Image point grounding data
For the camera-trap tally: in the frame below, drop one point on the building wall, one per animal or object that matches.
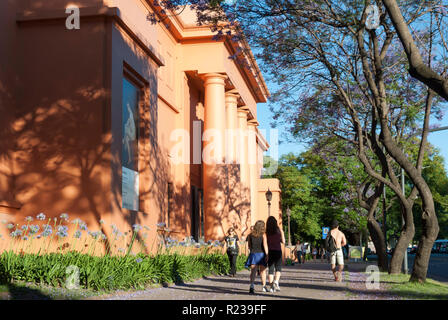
(61, 105)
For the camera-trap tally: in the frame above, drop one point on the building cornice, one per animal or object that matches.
(92, 12)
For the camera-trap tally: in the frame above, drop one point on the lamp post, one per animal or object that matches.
(269, 198)
(288, 214)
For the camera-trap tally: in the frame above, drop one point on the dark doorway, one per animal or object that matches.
(197, 217)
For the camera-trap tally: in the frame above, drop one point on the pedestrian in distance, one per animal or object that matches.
(335, 241)
(322, 254)
(298, 251)
(304, 249)
(231, 243)
(314, 252)
(275, 238)
(258, 256)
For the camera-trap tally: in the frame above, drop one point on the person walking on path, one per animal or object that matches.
(298, 251)
(258, 255)
(314, 253)
(304, 249)
(322, 254)
(275, 238)
(336, 240)
(231, 242)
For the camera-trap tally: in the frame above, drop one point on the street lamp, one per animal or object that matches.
(269, 198)
(288, 213)
(405, 260)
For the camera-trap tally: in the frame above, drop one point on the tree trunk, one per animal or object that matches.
(378, 240)
(406, 236)
(430, 226)
(430, 230)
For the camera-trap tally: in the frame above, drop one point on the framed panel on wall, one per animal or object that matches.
(129, 151)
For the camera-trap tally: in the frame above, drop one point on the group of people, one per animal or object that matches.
(265, 252)
(301, 249)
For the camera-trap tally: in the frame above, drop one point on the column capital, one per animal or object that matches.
(242, 112)
(253, 123)
(232, 97)
(213, 78)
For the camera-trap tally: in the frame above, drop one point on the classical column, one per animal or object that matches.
(242, 145)
(231, 126)
(253, 168)
(214, 170)
(242, 159)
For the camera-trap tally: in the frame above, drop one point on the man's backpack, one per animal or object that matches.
(330, 243)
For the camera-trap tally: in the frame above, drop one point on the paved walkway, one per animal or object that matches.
(312, 280)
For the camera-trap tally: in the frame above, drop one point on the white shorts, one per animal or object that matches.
(337, 256)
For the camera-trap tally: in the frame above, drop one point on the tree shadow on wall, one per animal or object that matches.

Exercise directions
Each line from the one containing "shorts, one per animal or object that matches." to the close of the records must appear in the output exactly, and no other line.

Exercise output
For the camera-trap tally: in the frame above, drop one point on the white shorts, one per animal or object that matches.
(337, 256)
For the camera-trap tally: in the frame above, drop one point on the tree shadow on wall, one per animal or object that matches.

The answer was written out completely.